[Records of labeled boxes]
_ _ _ _
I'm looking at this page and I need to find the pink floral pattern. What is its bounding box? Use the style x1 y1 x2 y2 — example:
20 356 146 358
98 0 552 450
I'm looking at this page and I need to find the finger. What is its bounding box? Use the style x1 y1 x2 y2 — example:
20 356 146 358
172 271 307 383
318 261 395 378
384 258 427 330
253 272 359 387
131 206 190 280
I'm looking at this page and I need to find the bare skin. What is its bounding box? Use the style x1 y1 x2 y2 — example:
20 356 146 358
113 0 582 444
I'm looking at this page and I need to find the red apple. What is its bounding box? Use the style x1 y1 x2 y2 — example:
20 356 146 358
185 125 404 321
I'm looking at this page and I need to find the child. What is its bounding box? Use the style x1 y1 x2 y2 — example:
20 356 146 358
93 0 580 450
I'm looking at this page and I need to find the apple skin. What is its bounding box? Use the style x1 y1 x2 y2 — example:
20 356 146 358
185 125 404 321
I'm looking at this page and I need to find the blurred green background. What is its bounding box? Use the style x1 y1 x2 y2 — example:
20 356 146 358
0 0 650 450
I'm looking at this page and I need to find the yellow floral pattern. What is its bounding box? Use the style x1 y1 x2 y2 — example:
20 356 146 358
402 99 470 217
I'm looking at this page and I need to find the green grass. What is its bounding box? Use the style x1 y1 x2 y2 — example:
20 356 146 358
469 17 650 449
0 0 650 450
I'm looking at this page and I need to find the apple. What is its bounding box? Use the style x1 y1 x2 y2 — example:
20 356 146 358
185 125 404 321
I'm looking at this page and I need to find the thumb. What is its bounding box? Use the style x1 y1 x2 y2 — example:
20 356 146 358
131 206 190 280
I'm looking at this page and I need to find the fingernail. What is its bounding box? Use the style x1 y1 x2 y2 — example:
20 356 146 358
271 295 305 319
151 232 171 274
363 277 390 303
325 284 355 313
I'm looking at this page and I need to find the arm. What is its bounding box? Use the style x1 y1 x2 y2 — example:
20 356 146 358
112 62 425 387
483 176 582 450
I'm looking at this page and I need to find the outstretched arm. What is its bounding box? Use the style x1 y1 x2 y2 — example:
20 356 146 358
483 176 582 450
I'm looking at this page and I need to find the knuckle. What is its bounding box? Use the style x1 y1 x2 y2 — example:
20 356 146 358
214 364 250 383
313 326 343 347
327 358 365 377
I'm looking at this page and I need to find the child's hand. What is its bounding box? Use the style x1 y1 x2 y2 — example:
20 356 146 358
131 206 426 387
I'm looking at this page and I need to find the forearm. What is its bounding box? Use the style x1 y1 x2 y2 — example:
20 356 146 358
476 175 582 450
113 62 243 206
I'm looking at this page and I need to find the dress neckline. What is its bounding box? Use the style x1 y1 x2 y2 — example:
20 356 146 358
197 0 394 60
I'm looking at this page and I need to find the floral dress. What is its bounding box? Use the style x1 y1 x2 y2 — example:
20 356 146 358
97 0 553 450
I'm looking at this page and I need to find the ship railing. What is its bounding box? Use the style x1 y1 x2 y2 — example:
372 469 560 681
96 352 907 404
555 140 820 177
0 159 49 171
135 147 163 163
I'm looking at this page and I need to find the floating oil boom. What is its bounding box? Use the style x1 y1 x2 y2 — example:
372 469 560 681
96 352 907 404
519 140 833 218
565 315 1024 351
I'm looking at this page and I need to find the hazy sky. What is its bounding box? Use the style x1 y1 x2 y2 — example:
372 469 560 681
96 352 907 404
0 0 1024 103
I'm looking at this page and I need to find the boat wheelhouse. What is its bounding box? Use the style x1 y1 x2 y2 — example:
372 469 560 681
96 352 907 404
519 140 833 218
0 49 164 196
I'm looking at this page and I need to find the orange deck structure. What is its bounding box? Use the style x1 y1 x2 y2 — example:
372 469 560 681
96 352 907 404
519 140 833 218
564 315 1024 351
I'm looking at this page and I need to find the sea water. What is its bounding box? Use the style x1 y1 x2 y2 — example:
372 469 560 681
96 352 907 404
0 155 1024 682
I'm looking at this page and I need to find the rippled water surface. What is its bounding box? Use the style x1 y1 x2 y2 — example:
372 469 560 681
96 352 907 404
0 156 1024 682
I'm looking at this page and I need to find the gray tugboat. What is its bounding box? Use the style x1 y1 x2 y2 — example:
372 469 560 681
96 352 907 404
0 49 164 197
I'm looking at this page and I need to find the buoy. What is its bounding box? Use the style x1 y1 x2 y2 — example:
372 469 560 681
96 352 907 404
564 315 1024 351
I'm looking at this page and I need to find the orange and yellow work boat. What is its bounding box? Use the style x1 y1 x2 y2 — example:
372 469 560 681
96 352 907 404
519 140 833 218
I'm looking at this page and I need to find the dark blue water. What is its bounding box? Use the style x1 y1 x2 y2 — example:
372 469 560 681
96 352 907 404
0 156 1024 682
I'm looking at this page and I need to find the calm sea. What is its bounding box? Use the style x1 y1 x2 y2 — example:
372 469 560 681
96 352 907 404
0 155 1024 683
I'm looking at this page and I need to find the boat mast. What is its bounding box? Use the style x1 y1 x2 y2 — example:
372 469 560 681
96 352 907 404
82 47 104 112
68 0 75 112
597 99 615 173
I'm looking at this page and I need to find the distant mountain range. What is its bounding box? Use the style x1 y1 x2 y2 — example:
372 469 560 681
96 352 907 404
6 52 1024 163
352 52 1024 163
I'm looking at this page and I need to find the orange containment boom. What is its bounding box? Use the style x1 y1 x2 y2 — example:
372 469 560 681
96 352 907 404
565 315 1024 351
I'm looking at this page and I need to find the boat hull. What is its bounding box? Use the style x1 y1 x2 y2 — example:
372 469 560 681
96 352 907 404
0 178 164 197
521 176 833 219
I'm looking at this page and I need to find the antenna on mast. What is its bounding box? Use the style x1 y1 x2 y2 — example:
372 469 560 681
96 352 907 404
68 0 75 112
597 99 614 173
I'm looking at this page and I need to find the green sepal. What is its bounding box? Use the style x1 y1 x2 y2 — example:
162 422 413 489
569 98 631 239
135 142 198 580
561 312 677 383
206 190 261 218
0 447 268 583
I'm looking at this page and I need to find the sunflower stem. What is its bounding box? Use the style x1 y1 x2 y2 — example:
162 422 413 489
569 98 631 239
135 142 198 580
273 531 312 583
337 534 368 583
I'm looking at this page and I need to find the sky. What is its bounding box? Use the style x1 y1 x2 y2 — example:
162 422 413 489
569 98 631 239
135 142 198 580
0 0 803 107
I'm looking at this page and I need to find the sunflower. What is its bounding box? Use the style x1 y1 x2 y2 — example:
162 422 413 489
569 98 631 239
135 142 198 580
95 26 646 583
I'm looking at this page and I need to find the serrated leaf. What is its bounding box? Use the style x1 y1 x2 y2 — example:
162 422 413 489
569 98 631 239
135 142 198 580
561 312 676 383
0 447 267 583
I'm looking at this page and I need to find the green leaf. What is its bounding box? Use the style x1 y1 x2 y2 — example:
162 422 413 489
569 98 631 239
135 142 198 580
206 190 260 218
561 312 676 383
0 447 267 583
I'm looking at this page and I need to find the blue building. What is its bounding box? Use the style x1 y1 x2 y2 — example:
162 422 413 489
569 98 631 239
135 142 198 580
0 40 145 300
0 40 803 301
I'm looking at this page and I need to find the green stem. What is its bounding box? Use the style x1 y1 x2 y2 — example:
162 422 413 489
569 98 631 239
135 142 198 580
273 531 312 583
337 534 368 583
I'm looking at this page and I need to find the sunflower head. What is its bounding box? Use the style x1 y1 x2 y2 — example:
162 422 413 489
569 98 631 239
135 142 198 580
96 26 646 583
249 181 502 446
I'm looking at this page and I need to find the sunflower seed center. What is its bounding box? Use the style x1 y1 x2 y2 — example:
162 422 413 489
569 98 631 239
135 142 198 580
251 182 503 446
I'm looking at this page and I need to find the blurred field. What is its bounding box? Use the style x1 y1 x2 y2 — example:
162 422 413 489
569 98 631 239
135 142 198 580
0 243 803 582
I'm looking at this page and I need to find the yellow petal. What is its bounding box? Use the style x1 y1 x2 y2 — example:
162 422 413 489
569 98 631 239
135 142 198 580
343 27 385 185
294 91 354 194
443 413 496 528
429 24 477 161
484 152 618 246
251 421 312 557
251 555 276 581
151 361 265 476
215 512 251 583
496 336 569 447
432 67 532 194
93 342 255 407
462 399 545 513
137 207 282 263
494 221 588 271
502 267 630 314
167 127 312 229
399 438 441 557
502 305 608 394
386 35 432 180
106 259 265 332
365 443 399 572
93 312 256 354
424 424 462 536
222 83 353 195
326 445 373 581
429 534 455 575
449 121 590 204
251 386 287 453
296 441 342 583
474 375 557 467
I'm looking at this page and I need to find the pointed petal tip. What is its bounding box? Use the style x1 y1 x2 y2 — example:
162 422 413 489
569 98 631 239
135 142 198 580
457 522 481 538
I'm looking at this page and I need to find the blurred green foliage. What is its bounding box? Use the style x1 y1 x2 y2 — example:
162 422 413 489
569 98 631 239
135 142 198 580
_ _ _ _
**EXERCISE BRIEF**
Update the part of the material that opens with the line containing "the orange containment" and closes with the line containing "0 0 803 107" by replacing "bounding box" with "enclosing rectangle" and leaving everything else unchanged. Give back only those lines.

**RESULT FOR THIS TASK**
I'm looking at this page and I need to find the orange containment boom. What is its enclosing rectangle? Use the style x1 y1 x2 y2 — example:
372 469 560 681
96 352 907 404
565 315 1024 351
I'm looking at this page and I need to find the boat hull. What is its enclosing rectangle? Use the style x1 y1 x2 y2 — example:
372 469 560 681
96 352 907 404
0 178 164 197
521 176 833 219
I'm looking at this page and I need to find the antenna on mast. What is its enclosing rectangle? Use the style x1 y1 x2 y2 — example:
372 469 560 681
96 352 907 404
68 0 75 112
597 99 614 173
I'm looking at this page and I need to find the green sepal. What is its enclosing rectangle? Use the style x1 y1 x2 y2 — example:
162 422 413 489
569 98 631 239
135 142 198 580
561 312 677 383
206 190 261 218
0 447 268 583
I'm looking at this page and I need to find the sunflower stem. What is its enclosing rectangle? Use the style x1 y1 x2 y2 — example:
162 422 413 489
569 98 631 239
135 142 198 580
273 531 312 583
337 534 368 583
I'm looking at this page and I need to find the sky. What is its enclosing rectangle? Use the style x1 y1 x2 y2 — example:
162 422 413 489
569 98 631 239
135 142 198 580
0 0 803 107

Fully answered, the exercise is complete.